• Extract to read:
>>>>>
The Early 20’s in the West Texas Oil Fields

By Paul Teter


  The following episodes come to mind after a period of nearly sixty years.  The writer, Manager and operator of the local Western Union office during the hectic days of oil discovery in 1919, 1920, 1921 and to a lesser degree in years following.

Some of these towns were Burkburnet, Ranger, Eastland, Breckenridge and Desdemona.  My personal experience covers the latter two named places Breckenridge and Desdemona.

Desdemona prior to the oil discovery was known as Hogstown.  Quite a few of the messages arrived addressed Hogstown.  Then we came near having another name for this place too, that was Jake Hamon.  This gentleman, who owned many square miles of the sand and mesquite around Desdemona, built a railroad around the town to a point about a half mile distant where the Jake Hamon Railroad depot was to be located.  The station was never built while I was in Desdemona, but the railroad tracks were completed right up to the planned location of the station.

It was some thriller at the time to witness and hear the first small locomotive with tender (no cars) make its initial entry past the village of Desdemona.  I think the engineer was using more steam for the whistle than to drive the engine.  The talk about town then was that a new village and station was to be built where the tracks ended and the old temporary and makeshift construction in Desdemona would be either abandoned or burned down.
<<<<<
• Task list:
a – Translate this sentence from the piece on the West Texas oil fields into Spanish: "Desdemona prior to the oil discovery was known as Hogstown."
b – In the piece on the West Texas oil fields, transcribe everything from "By Paul Teter" down to "in years following.", with no changes.

• Raw records:
>>>>>
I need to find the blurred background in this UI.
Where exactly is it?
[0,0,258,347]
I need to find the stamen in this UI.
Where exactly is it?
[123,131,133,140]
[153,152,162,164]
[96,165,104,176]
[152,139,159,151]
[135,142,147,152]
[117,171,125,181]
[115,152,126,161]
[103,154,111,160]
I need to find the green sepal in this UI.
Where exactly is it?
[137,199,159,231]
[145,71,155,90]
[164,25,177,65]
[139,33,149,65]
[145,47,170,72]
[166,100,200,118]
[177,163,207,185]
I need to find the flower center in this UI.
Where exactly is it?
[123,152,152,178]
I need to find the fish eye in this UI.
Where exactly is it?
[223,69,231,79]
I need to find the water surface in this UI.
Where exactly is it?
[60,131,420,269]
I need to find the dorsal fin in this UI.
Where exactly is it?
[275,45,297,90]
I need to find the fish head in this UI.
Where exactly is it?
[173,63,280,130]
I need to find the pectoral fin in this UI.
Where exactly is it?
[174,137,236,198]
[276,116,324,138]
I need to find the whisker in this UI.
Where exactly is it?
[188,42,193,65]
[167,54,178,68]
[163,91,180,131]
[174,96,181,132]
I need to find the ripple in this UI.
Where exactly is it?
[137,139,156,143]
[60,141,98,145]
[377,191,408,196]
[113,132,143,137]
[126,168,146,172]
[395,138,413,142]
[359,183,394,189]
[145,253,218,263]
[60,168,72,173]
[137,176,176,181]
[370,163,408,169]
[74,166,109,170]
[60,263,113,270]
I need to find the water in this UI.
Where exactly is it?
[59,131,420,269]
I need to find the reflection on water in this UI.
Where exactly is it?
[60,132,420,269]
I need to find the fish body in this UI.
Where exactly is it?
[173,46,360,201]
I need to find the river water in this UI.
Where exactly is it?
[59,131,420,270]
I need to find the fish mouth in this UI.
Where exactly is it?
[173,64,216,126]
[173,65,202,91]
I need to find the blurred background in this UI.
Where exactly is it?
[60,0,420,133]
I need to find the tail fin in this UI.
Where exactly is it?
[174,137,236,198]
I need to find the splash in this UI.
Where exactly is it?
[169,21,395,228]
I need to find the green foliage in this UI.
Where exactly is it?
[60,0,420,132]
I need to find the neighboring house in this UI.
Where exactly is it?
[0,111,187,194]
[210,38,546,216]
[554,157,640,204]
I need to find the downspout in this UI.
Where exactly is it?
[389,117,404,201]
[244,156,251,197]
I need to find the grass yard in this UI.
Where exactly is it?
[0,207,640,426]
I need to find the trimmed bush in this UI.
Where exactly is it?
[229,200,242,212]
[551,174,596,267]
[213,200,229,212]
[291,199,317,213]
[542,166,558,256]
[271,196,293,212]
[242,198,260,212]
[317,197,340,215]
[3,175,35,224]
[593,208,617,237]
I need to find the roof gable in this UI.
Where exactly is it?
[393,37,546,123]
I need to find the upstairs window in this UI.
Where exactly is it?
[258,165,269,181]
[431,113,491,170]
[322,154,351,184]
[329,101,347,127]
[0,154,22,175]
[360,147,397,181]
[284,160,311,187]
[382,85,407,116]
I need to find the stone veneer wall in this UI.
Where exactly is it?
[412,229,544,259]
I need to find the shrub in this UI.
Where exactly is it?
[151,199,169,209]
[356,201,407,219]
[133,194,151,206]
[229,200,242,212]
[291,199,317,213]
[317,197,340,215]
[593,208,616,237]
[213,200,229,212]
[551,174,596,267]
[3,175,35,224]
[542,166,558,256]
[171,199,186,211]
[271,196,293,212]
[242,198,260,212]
<<<<<
• The replies:
a – Antes del descubrimiento del petróleo, Desdemona se conocía como Hogstown.

b –
By Paul Teter


  The following episodes come to mind after a period of nearly sixty years.  The writer, Manager and operator of the local Western Union office during the hectic days of oil discovery in 1919, 1920, 1921 and to a lesser degree in years following.